→ **TEXT FOR ANALYSIS**:
------------------------------

Surgical Options for Osteoarthritic Knees
Osteoarthritis of the knee, also known as wear and tear arthritis, occurs when the cartilage - the natural cushioning between the joints - wears away. Osteoarthritis causes the bones of the joints to rub more closely against one another, leading to pain, swelling, stiffness, and reduced mobility.
The most common cause of osteoarthritis of the knee is aging. The ability of cartilage to heal decreases as we get older. Extra weight, repetitive stress injuries, and other illnesses such as rheumatoid arthritis may also contribute to osteoarthritis.
Patients with osteoarthritis of the knee often report symptoms such as pain that increases with activity but improves with rest. Other symptoms may include swelling, feelings of warmth in the joints, stiffness of the knee, decreased mobility in the knee, and crackly sounds when the knee moves.
Initially, conservative treatments such as exercise, diet, physical therapy, medications, and bracing are usually recommended to treat osteoarthritis of the knee. However, if these treatments prove to be ineffective, the following surgeries may be an option:
- Total knee replacement surgery: In a total knee replacement surgery, a surgeon will remove all damaged cartilage and bone from the surface of the knee joint and replace it with a metal and plastic implant. This procedure is often recommended to patients who have severe knee damage as it can help decrease pain and increase mobility.

------------------------------

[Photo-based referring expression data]
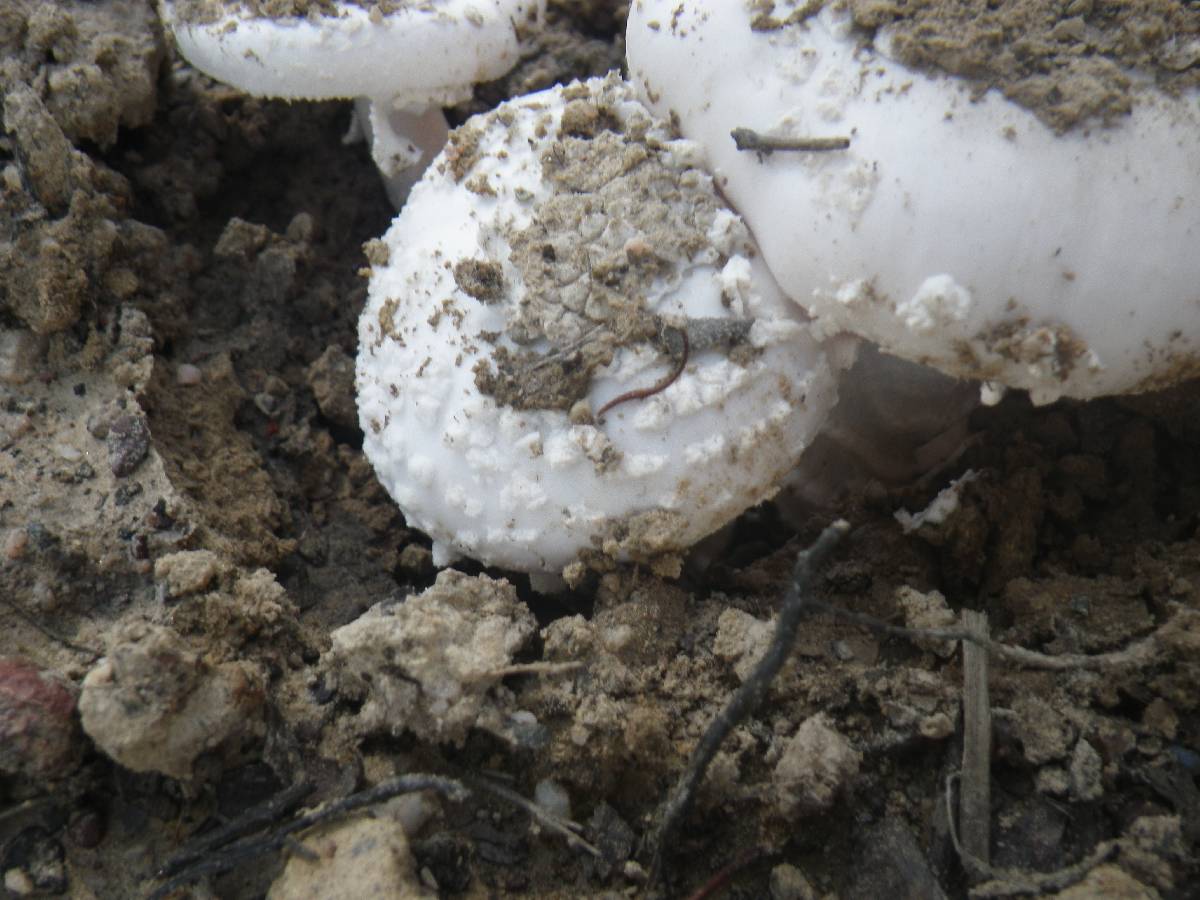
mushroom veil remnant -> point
(571, 345)
(401, 61)
(955, 225)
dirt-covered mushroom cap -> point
(990, 238)
(403, 58)
(563, 252)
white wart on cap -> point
(562, 252)
(959, 228)
(401, 58)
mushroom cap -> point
(419, 54)
(550, 261)
(957, 229)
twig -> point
(767, 144)
(975, 799)
(748, 697)
(1014, 882)
(538, 669)
(255, 819)
(726, 874)
(232, 856)
(1140, 653)
(563, 827)
(31, 621)
(657, 388)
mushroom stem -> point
(402, 142)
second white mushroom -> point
(573, 346)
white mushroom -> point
(563, 252)
(957, 228)
(401, 61)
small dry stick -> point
(226, 858)
(658, 388)
(767, 144)
(31, 621)
(748, 697)
(975, 799)
(255, 819)
(564, 827)
(1143, 652)
(1014, 882)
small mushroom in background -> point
(401, 63)
(571, 345)
(955, 227)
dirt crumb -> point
(1071, 64)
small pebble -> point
(87, 829)
(18, 882)
(129, 442)
(187, 373)
(39, 737)
(15, 544)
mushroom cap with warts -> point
(553, 258)
(415, 55)
(401, 65)
(958, 229)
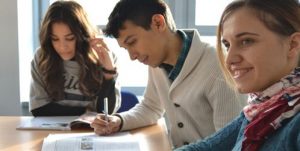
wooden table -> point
(152, 138)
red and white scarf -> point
(266, 110)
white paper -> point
(123, 141)
(48, 123)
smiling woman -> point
(260, 57)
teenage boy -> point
(185, 81)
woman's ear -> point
(158, 22)
(294, 44)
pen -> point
(106, 109)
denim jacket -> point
(286, 138)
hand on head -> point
(102, 127)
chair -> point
(128, 100)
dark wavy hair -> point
(279, 16)
(51, 65)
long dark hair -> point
(51, 65)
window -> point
(133, 77)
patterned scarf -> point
(268, 109)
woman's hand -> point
(105, 56)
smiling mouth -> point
(144, 60)
(236, 74)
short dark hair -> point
(139, 12)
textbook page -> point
(47, 123)
(122, 141)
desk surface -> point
(152, 138)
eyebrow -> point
(240, 35)
(245, 33)
(67, 35)
(127, 38)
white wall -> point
(9, 66)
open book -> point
(122, 141)
(58, 122)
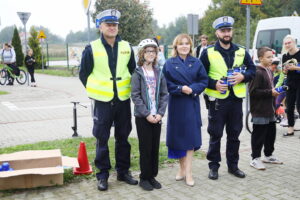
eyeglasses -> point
(286, 43)
(148, 52)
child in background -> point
(150, 96)
(262, 108)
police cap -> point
(223, 22)
(110, 16)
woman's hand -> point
(151, 119)
(186, 90)
(158, 118)
(221, 87)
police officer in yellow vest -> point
(106, 68)
(225, 100)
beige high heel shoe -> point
(179, 176)
(190, 182)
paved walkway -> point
(29, 115)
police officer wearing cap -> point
(225, 102)
(106, 68)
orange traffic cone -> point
(84, 166)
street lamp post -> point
(24, 16)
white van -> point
(270, 32)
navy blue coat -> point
(184, 117)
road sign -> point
(24, 16)
(193, 24)
(86, 5)
(42, 35)
(251, 2)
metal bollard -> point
(74, 128)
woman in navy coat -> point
(186, 80)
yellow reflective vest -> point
(100, 83)
(218, 69)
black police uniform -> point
(225, 111)
(107, 113)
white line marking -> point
(10, 105)
(13, 107)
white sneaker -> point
(257, 164)
(284, 122)
(272, 159)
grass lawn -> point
(57, 58)
(3, 92)
(54, 72)
(69, 147)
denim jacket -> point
(139, 93)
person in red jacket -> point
(262, 108)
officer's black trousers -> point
(105, 113)
(149, 140)
(263, 135)
(30, 69)
(292, 98)
(224, 112)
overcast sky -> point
(62, 16)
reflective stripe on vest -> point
(100, 84)
(218, 69)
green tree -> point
(16, 43)
(171, 31)
(6, 34)
(34, 44)
(270, 8)
(135, 21)
(51, 38)
(81, 36)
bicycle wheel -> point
(22, 78)
(75, 70)
(3, 77)
(248, 122)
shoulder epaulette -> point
(240, 46)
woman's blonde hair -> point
(141, 58)
(178, 40)
(284, 50)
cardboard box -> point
(34, 169)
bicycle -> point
(21, 78)
(278, 118)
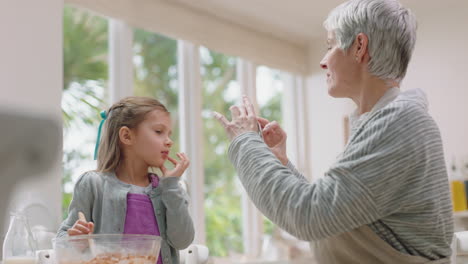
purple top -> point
(140, 218)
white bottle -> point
(19, 246)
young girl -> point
(121, 196)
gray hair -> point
(390, 28)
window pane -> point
(84, 89)
(269, 93)
(222, 189)
(155, 63)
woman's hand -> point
(275, 138)
(81, 228)
(179, 166)
(243, 119)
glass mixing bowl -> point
(107, 249)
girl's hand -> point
(180, 166)
(81, 228)
(275, 138)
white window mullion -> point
(252, 219)
(295, 122)
(191, 129)
(120, 60)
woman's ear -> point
(125, 135)
(361, 43)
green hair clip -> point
(104, 117)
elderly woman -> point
(386, 198)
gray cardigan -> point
(390, 177)
(103, 200)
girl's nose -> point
(169, 142)
(323, 64)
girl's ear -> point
(125, 135)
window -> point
(84, 90)
(155, 73)
(222, 190)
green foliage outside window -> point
(155, 75)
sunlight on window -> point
(269, 93)
(155, 64)
(222, 190)
(84, 89)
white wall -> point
(439, 66)
(31, 80)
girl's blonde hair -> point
(129, 112)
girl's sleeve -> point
(81, 202)
(180, 230)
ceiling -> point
(298, 21)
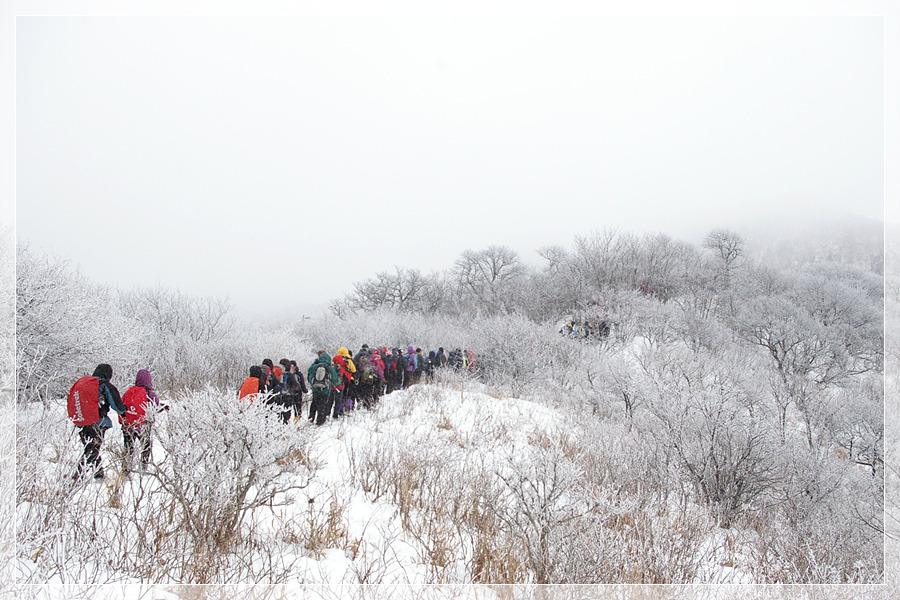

------------------------------

→ **PROMPT 1**: According to the article on osteoarthritic knees, what is the most common cause of osteoarthritis of the knee?
→ **PROMPT 2**: Rewrite the article on osteoarthritic knees starting with "Surgical Options for" and going on through "contribute to osteoarthritis.", replacing "stiffness" with "rigidity".
→ **PROMPT 3**: List the conservative treatments that the article on osteoarthritic knees says are usually recommended at first.

→ **ANSWER SPACE 1**: Aging.

→ **ANSWER SPACE 2**:
Surgical Options for Osteoarthritic Knees
Osteoarthritis of the knee, also known as wear and tear arthritis, occurs when the cartilage - the natural cushioning between the joints - wears away. Osteoarthritis causes the bones of the joints to rub more closely against one another, leading to pain, swelling, rigidity, and reduced mobility.
The most common cause of osteoarthritis of the knee is aging. The ability of cartilage to heal decreases as we get older. Extra weight, repetitive stress injuries, and other illnesses such as rheumatoid arthritis may also contribute to osteoarthritis.

→ **ANSWER SPACE 3**: Exercise, diet, physical therapy, medications, and bracing.